What to work on —
Please give the lines below again, swapping "grateful" for "thankful" everywhere and leaving all else unchanged.

== Source records ==

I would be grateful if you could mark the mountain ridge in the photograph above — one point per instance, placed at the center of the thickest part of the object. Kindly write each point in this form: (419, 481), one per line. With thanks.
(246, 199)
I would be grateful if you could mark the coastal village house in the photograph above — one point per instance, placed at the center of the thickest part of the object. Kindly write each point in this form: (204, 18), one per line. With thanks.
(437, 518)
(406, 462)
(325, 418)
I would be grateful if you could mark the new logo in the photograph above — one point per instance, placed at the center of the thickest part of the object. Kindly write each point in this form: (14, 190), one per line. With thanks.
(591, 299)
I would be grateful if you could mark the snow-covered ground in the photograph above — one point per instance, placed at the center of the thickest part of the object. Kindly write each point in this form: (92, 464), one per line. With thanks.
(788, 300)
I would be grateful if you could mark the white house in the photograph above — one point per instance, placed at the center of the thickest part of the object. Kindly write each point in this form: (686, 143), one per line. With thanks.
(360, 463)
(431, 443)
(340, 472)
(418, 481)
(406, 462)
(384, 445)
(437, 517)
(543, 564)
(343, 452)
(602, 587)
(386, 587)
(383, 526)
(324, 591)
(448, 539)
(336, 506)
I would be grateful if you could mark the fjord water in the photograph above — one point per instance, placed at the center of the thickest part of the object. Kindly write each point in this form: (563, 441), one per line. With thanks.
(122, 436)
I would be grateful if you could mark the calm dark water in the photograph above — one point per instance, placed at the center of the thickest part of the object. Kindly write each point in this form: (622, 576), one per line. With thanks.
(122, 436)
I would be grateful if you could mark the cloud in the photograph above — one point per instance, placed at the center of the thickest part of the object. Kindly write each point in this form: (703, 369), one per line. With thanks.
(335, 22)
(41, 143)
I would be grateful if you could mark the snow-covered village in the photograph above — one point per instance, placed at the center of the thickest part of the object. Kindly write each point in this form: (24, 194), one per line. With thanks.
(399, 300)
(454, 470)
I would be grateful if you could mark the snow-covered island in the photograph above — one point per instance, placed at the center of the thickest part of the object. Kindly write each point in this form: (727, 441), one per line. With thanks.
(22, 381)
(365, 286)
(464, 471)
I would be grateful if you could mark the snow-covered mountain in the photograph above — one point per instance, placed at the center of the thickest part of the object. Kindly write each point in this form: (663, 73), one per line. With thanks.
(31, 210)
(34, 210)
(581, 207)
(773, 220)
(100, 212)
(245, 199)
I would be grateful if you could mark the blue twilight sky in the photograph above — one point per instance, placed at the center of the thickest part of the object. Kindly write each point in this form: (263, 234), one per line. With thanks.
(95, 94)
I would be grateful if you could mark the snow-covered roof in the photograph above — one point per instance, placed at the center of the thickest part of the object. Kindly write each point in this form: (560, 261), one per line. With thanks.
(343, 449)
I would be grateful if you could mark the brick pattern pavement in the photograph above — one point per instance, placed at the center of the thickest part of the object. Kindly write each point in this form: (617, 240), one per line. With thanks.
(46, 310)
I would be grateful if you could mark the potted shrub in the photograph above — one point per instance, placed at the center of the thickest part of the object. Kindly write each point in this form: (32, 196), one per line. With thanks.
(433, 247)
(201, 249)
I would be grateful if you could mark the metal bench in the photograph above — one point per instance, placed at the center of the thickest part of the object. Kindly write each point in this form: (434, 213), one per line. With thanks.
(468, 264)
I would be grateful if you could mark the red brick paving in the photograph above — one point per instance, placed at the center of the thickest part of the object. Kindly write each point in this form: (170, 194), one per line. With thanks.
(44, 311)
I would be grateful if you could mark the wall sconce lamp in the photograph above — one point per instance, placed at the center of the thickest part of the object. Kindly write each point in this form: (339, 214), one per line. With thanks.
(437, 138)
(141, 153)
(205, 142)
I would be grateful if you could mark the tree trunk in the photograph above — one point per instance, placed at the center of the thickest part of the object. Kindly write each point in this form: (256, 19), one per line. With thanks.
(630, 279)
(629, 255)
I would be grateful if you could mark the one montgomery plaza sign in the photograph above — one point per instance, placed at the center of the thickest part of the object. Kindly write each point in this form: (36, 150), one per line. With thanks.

===

Solution to the problem —
I would be thankful if you could mark the mountain ridge in the photograph above — one point per instance, placed at the center of the thickest part of the object. Kindly write each point in this form: (419, 481), one per line. With thanks.
(246, 199)
I would be thankful if you could mark the coastal village house in the photograph above — one point per instance, placed at the center of the thickest part of the object. Kindly write each point in this form: (204, 18), one per line. With thanks.
(437, 518)
(406, 462)
(325, 418)
I would be thankful if you could mark the new logo in the photograph above — one point per instance, placed at the center of the thickest part of the object. Kindly write each point in this form: (14, 190), one per line. With thanks.
(591, 299)
I would be thankful if you could mark the snow-covered ground in the photograph above — one point per instance, placed at the center of the thickest part of the object. Kindly write each point in this form: (92, 464), one per line. With thanks.
(788, 300)
I would be thankful if you could mark the white house in the photograph above — one point per instance, placed at the center of the thickest part of the object. Kindly write each point in this form: (686, 143), one per line. With thanks.
(360, 463)
(431, 443)
(340, 472)
(418, 481)
(406, 462)
(384, 445)
(437, 517)
(543, 564)
(343, 452)
(602, 587)
(386, 587)
(383, 526)
(324, 591)
(448, 539)
(336, 506)
I would be thankful if you could mark the fjord water in the photograph above — one point per instance, placed at the center of the thickest part of the object. Kindly write each point in this form: (563, 441), one per line. With thanks.
(122, 436)
I would be thankful if you could mark the calm dark water in the photograph above — one point per instance, placed at the center of the thickest part of the object. Kindly write each point in this form: (622, 576), one per line. With thanks.
(122, 436)
I would be thankful if you could mark the cloud in the photograph above — one point per instance, placed at the center of the thickest part of the object. Kindly write each point in this form: (703, 369), one per line. With thanks.
(335, 22)
(41, 143)
I would be thankful if you could mark the snow-covered village in the photograph above — one point per instance, placed at the center of the thickest part of the object. Kindly write each point in this form: (24, 194), one per line. With thanks.
(399, 300)
(454, 470)
I would be thankful if you could mark the snow-covered island in the photograph above — one point per instance, placed at the center of the thickest part of the object. Kindly write each point in this form: (727, 441), one per line. With thanks.
(22, 381)
(365, 286)
(464, 471)
I would be thankful if you could mark the snow-covered mountain in the photograph above — one point per instance, placed at the center of the thickest part of the object. Kindly write each point in this form: (663, 73), one per line. With thanks.
(31, 210)
(34, 210)
(581, 207)
(773, 220)
(100, 212)
(245, 199)
I would be thankful if you could mark the blue twilight sky in the photograph above — one point per instance, placed at the center of the thickest part of the object. Kindly write each point in this form: (263, 234), one per line. With thanks.
(95, 94)
I would be thankful if you could mark the snow-covered roof in the photograph above — one point per instance, placed at the center of the thickest part of the object. Kindly write each point in this form: (560, 261), one per line. With thanks.
(343, 449)
I would be thankful if you could mark the brick pattern pavement in the photograph above — one point per instance, placed at the center of the thickest part of the object. Kindly write each point in this form: (617, 240), one per line. With thanks.
(46, 310)
I would be thankful if you could mark the potted shrub in the photograph above — one point per instance, placed at the center of the thickest part of the object. Kindly write each point in this form: (32, 196), one per line. With thanks.
(433, 247)
(201, 249)
I would be thankful if you could mark the metal bench in the photograph above — one point per instance, placed at the center of the thickest part of the object. Kindly write each point in this form: (434, 213), one per line. With thanks.
(468, 264)
I would be thankful if you could mark the red brick paving in the photograph above — one point per instance, placed at the center of the thickest part of the object. Kindly write each point in this form: (170, 194), one per line. With thanks.
(44, 311)
I would be thankful if you could mark the wall sconce lamp in the photograph above — one point per instance, placed at the center of the thickest part of the object. Kindly write each point in this form: (339, 214), one per line. With thanks.
(437, 138)
(141, 153)
(205, 142)
I would be thankful if you could mark the tree trunk in the photograph above — one point per instance, placed at the center of the thickest part of the object. Kindly write each point in this form: (256, 19), one per line. With thanks.
(630, 279)
(629, 255)
I would be thankful if you could mark the one montgomery plaza sign in the photograph above — one point per instance, placed at the center of the thickest part of the object. Kindly write each point in this form: (36, 150), one per line. With thanks.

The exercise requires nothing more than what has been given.